(Problem to work on): Copy every line of the listing below word for word, keeping the original order.

━━━

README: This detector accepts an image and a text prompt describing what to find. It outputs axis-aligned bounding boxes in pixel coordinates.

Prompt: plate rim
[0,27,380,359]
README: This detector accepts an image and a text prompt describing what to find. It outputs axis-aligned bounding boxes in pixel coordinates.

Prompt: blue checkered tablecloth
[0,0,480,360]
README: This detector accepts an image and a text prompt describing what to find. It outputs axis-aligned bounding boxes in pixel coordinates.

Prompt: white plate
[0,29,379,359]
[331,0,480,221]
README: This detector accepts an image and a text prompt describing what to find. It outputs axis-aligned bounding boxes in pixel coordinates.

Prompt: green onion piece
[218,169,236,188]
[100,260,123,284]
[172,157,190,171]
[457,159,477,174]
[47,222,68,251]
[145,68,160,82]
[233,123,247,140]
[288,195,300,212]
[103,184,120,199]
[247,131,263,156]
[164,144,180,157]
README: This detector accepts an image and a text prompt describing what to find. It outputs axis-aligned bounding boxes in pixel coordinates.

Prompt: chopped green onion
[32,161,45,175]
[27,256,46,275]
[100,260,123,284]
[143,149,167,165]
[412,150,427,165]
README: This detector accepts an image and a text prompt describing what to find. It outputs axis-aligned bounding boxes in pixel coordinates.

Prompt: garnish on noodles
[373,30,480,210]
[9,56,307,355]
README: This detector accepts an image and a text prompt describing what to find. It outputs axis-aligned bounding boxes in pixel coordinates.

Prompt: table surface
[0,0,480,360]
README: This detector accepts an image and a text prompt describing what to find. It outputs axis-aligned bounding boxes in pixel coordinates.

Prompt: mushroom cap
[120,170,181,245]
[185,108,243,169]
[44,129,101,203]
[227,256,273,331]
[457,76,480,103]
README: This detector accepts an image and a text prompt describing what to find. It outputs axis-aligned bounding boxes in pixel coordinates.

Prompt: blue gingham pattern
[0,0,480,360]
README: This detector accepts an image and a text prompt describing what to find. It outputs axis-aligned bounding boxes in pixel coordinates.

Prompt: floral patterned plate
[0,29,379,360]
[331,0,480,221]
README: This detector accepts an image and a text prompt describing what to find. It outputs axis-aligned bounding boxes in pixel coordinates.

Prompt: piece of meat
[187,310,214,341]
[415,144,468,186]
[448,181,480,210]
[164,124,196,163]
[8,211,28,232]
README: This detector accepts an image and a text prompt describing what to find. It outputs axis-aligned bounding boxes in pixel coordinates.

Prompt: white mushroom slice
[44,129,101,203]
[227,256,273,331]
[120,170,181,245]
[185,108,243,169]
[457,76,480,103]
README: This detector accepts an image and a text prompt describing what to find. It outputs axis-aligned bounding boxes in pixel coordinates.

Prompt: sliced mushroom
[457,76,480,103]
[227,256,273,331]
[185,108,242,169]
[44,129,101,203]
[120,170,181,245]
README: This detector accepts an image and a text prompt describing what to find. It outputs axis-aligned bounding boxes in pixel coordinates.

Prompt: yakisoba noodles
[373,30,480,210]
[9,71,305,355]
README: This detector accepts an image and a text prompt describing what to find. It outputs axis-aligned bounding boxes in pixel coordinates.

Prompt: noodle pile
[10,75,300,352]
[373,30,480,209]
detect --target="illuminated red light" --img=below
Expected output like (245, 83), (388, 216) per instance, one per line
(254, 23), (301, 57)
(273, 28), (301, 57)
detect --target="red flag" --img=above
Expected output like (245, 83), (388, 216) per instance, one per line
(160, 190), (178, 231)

━━━

(Solution below):
README: This detector accepts an image and a text prompt describing what to find. It outputs axis-aligned bounding boxes in pixel coordinates.

Prompt: plate rim
[0,27,380,359]
README: This detector accepts an image and a text prompt describing what to find. It outputs axis-aligned bounding boxes in pixel coordinates.

Prompt: blue checkered tablecloth
[0,0,480,360]
README: This detector accepts an image and a text prompt describing what to find. It outputs axis-aligned bounding boxes in pixel coordinates.

Prompt: white plate
[0,29,379,359]
[331,0,480,221]
README: This detector accepts an image and a text prompt describing what to find. It outputs axis-aligned bounding boxes in pixel coordinates.

Prompt: green onion piece
[218,169,236,188]
[100,260,123,284]
[172,157,190,171]
[457,159,477,174]
[47,222,68,251]
[145,68,160,82]
[233,123,247,140]
[288,195,300,212]
[103,184,120,199]
[247,131,263,156]
[164,144,180,157]
README: This detector accepts an image and a text prompt describing what to find. It outputs axis-aligned bounding boxes in pixel coordinates.

Prompt: chopped green onion
[32,161,45,175]
[27,256,46,275]
[100,260,123,284]
[143,149,167,165]
[412,150,427,165]
README: This detector accepts an image and a text prompt describing what to find. It outputs axis-aligned bounding boxes in pixel coordinates.

Prompt: garnish on noodles
[373,30,480,210]
[9,56,307,355]
README: This detector accepts an image and a text prompt describing what to find. It outputs axis-aligned bounding boxes in pixel coordinates.

Prompt: table surface
[0,0,480,360]
README: This detector accepts an image and a text prompt describing what to find. It outputs axis-aligned bounding boxes in pixel coordinates.

Prompt: mushroom cap
[120,170,181,245]
[185,108,243,169]
[44,129,101,203]
[227,256,273,331]
[457,76,480,103]
README: This detector accepts an image and a text prompt describing what to find. It outputs axis-aligned bounding boxes in pixel coordinates.

Prompt: blue gingham pattern
[0,0,480,360]
README: This detector accepts an image and a text prompt describing what to find. It outputs axis-aligned bounding boxes in pixel coordinates.

Prompt: floral patterned plate
[0,29,379,360]
[331,0,480,221]
README: This detector accepts an image and a text prompt describing what to find. It outputs axis-aligned bounding boxes in pixel coordinates.

Prompt: piece of meat
[187,310,214,341]
[415,144,468,186]
[448,181,480,210]
[164,124,196,163]
[8,211,28,232]
README: This detector accepts an image and a text prompt describing what to find. It outputs axis-aligned bounding boxes in pixel coordinates.

Prompt: white mushroom slice
[44,129,101,203]
[227,256,273,331]
[120,170,181,245]
[185,108,243,169]
[457,76,480,103]
README: This detector accepts an image and a text prompt describing what to find. It outputs axis-aligned bounding boxes in pixel coordinates.

Prompt: sliced mushroom
[457,76,480,103]
[227,256,273,331]
[185,108,242,169]
[44,129,101,203]
[120,170,181,245]
README: This detector accepts an image and a text prompt describing what to find. It outputs axis-aligned bounding boxes in pixel coordinates.

Prompt: yakisoba noodles
[373,30,480,210]
[9,71,305,355]
README: This detector accepts an image and a text prompt describing what to find. It outputs axis-aligned bounding boxes in pixel coordinates.

Prompt: noodle pile
[10,75,300,352]
[373,30,480,209]
detect --target="illuminated red light" --img=below
Expected output like (245, 83), (388, 216) per instance, one per line
(254, 23), (301, 57)
(273, 28), (301, 57)
detect --target="red flag" --img=above
Expected output like (245, 83), (388, 216) per instance, one per line
(160, 190), (178, 231)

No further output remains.